WHAT YOU NEED TO DO: Copy the following items word for word.

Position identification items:
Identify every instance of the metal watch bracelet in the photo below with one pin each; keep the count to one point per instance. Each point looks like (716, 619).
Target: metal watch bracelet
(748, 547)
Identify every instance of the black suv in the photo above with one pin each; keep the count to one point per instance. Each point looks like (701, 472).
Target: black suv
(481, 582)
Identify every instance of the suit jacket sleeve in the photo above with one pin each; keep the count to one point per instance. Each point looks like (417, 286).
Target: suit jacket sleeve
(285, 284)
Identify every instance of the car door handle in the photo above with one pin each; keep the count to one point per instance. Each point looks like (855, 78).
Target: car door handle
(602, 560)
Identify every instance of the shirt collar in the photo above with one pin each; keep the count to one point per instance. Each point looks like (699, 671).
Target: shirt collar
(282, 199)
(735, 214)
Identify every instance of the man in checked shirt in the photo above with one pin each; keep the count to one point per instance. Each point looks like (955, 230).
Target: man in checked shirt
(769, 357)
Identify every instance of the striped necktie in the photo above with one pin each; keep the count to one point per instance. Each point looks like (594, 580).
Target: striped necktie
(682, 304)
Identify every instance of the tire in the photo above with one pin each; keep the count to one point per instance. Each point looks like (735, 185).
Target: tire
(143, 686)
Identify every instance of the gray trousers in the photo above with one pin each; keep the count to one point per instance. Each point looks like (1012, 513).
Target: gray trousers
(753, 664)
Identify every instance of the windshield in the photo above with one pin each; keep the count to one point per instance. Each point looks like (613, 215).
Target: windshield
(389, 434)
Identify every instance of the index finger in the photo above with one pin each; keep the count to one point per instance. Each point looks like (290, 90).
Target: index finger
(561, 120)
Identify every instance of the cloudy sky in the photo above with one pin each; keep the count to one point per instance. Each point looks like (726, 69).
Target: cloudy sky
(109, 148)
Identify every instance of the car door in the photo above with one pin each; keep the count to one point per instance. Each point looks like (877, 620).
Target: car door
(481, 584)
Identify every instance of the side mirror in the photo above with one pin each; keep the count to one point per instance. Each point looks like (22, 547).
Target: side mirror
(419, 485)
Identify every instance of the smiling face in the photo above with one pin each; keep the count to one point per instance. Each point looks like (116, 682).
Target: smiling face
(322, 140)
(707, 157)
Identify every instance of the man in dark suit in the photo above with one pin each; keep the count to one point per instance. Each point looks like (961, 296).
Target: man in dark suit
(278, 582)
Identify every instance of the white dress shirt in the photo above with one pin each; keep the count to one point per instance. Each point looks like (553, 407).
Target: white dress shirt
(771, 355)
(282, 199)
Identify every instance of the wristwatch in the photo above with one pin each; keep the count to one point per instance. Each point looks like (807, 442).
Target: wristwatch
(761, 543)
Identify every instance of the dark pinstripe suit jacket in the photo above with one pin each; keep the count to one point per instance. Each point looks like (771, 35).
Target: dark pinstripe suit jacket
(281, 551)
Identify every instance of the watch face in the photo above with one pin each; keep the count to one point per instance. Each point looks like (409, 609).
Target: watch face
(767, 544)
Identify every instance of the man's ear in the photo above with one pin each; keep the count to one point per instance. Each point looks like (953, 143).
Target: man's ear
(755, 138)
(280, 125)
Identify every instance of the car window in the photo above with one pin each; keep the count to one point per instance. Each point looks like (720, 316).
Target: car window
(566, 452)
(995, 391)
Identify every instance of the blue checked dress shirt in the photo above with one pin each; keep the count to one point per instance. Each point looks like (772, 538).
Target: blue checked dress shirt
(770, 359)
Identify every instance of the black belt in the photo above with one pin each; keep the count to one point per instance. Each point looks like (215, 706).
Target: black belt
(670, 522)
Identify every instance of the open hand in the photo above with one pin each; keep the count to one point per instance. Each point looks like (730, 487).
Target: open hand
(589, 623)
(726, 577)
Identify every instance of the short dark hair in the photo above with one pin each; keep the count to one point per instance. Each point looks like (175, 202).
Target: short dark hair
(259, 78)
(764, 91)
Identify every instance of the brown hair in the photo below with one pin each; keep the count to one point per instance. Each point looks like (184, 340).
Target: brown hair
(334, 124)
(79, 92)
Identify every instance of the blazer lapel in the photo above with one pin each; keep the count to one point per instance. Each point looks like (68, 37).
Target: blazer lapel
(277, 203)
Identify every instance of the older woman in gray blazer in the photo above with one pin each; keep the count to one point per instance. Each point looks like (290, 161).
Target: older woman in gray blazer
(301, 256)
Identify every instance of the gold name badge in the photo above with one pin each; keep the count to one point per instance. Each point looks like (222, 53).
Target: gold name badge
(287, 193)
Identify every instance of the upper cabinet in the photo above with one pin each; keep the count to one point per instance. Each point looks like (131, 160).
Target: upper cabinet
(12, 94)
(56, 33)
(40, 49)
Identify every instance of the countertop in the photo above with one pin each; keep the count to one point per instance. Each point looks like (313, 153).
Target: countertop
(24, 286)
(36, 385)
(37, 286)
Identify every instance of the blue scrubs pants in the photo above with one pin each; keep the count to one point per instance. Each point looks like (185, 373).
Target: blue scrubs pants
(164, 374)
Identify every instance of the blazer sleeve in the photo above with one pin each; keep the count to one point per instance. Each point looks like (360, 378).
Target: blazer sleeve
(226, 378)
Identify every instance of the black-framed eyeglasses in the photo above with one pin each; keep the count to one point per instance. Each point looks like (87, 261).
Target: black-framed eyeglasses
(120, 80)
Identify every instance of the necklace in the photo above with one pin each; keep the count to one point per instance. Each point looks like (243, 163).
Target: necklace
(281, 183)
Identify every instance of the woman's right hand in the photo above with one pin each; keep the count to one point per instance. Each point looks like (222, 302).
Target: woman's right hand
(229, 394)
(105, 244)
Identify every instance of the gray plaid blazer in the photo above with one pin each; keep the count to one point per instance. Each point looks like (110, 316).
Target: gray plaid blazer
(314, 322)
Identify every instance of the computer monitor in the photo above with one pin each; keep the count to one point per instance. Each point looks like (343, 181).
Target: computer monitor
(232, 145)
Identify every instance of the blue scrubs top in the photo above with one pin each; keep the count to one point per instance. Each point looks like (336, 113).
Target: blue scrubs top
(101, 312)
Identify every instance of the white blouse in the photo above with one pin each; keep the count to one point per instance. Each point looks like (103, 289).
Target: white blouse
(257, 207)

TASK RESULT:
Identify every instance of the metal watch bracelet in the photo below with one pin each; keep the count to one point per instance. Each point looks like (716, 619).
Target: metal watch bracelet
(748, 547)
Identify every instance of the black suv in the photo above with one pin each; keep the count to one point per instance. Each point looks like (701, 472).
Target: black suv
(481, 582)
Identify every instance of the suit jacket sleeve in the photo above with one pin each; keep the count to one point per instance. Each point looks like (417, 286).
Target: suit jacket sleeve
(285, 284)
Identify every instance of the car door handle in the photo above with one pin each; keep the count to one point per instance. Each point looks like (855, 78).
Target: car door handle
(602, 560)
Identify every instance of the shirt collar in the photo above with one pin each; keep the count to one point per instance. Each point looks like (699, 671).
Target: shirt collar
(282, 199)
(735, 214)
Identify every instance of the man in checked shirt in the photo above with one pin each; keep the count to one point per instance. Each point looks like (955, 230).
Target: man in checked shirt
(769, 357)
Identify every instance of the striped necktie in the photo above with one pin each; keep the count to one point per instance. Each point looks like (594, 580).
Target: striped necktie
(682, 304)
Identify every instance of the tire in the photo above with one pin each; keep the count to one point per instance. Each point looks like (735, 185).
Target: tire
(143, 686)
Identify every instance of the gray trousers in the photo above with one pin each; keep the count to one point per instance. Each point looks like (1012, 513).
Target: gray trousers
(753, 664)
Identify every instance of the windshield in the photo above with one pin each; keep the count to one point per instance. Each point looks like (613, 215).
Target: windshield
(389, 434)
Identify every instance of the index finger in the photo above with one pin each; keep the count to one point per instance. Each point looks like (290, 90).
Target: index finger
(561, 120)
Identify every instance of the cloudy sky in the photo above with one pin each; keep the count to one point per instance. Each point looks like (726, 69).
Target: cloudy sky
(109, 148)
Identify every instance of the car door in the photo above with one pin each; keep the count to one point per instance. Each point looks like (877, 620).
Target: car door
(481, 584)
Identify every instance of the side mirror in the photo above with one pin each; keep the count to one point per instance. Each point looks like (22, 547).
Target: side mirror
(419, 485)
Identify every instance of the smiling face in the photo above with one pin each; keep the count to one point per instance. Each point looks like (116, 682).
Target: smiling face
(322, 140)
(707, 157)
Identify every instance of the man in dark suit in the photo above with one pin each; keep the count to one point per instance. Each point looks like (961, 296).
Target: man in dark suit
(278, 582)
Identify every instance of the white dress shirt in the photo above with one pin each; keep the count to one point per instance. Each point looks like (553, 407).
Target: white dress shirt
(771, 355)
(282, 199)
Identify every instance of the wristwatch in the photo above with one pin each; keep the count to one point per instance. Each point looks like (807, 442).
Target: wristwatch
(761, 543)
Identify every instance of the dark pinstripe suit jacket in the photo above with one pin each; keep the count to one point per instance. Each point looks like (771, 35).
Target: dark pinstripe suit jacket
(281, 551)
Identify every instance of the watch face in the photo above with one pin each; keep the count to one point per instance. Each point looks like (409, 609).
Target: watch face
(767, 544)
Identify every instance of the man's ear in the photo above with one pin each; keep the count to one point per instance. Each point looks like (953, 143).
Target: man's ear
(755, 138)
(280, 125)
Identify every instance of the car window in the photo above with one pin each; keep the count to one point per instance. Each point looks like (720, 316).
Target: car window
(566, 452)
(995, 391)
Identify every instance of the blue checked dress shirt in the photo above with one pin each; keep the count to one point per instance. Each point looks like (772, 538).
Target: blue checked dress shirt
(770, 359)
Identify every instance of the black belt in the photo above with one pin each; keep the count to one point per instance. Each point looks like (215, 706).
Target: black belt
(670, 522)
Identify every instance of the open hand in the photo above with one pin each; keep the count to one point per instance. Each point looks like (730, 487).
Target: open hand
(589, 623)
(726, 577)
Identify every instance of the short dark hair in the photo above with one pin each; keep the count to one point per instance. Each point looks like (175, 202).
Target: short dark hair
(259, 78)
(764, 91)
Identify every instance of the brown hair in the photo below with one pin each; keep the count to one point per instance. Each point looks like (184, 340).
Target: brown hair
(334, 124)
(79, 92)
Identify every instance of the blazer lapel in the photo above with one pin each; keep the count to one point per instance. Each point looks like (68, 37).
Target: blazer lapel
(277, 203)
Identify every instance of the older woman in gray blazer in the photo above with one pin each; keep the count to one point per instance. Each point looks like (290, 161).
Target: older woman in gray blazer
(301, 256)
Identify every instance of the gold name badge in the photo above with one pin each; keep the count to one point per instance. Each point looks like (222, 53).
Target: gold name badge
(287, 193)
Identify every instance of the upper cabinet in the photo above with one pin each; keep the count to one point per instance. Each point looks like (131, 160).
Target: upper cabinet
(12, 94)
(56, 33)
(40, 49)
Identify every instance of the countertop in the photo above with one pin each; keep the count to one point per instance. Each point looks like (313, 153).
Target: countertop
(24, 286)
(36, 385)
(37, 286)
Identify every instance of the blue scrubs pants in the photo above with one pin each; keep the count to one point per instance. Each point looks like (185, 373).
Target: blue scrubs pants
(164, 374)
Identify every instance of the blazer sleeve in the photo above with one pin each; keep the count to one point per instance. Each point looks like (360, 378).
Target: blazer sleeve
(226, 378)
Identify every instance of the black-framed eyeglasses in the photo above with one pin each; keep the count to one point per instance. Each point looks like (87, 261).
Target: black-framed eyeglasses
(120, 80)
Identify every instance of the necklace in the photo above with one pin each; keep the count to one point per instance. Each point looks like (243, 163).
Target: necklace
(281, 183)
Identify every instance of the woman's right hand in the photo above with one pin each; keep the count to one point per instance. Each point looks like (222, 302).
Target: woman's right hand
(229, 394)
(105, 244)
Identify every instance of the gray plaid blazer in the photo above with one pin each; keep the count to one point per instance. Each point looks like (110, 316).
Target: gray plaid blazer
(314, 322)
Identify every instance of the computer monitor in the photo above with one pin each; keep the count to one point per instance. Each point looks like (343, 181).
Target: computer monitor
(232, 145)
Identify every instance of the blue scrubs top in the photo above with one pin each; keep the count to one point per instance. Each point looks like (336, 113).
Target: blue scrubs top
(101, 312)
Identify every instance of the white blouse in the photo above with one pin each; keep the count to one point per instance. Each point looks like (103, 289).
Target: white blouse
(257, 207)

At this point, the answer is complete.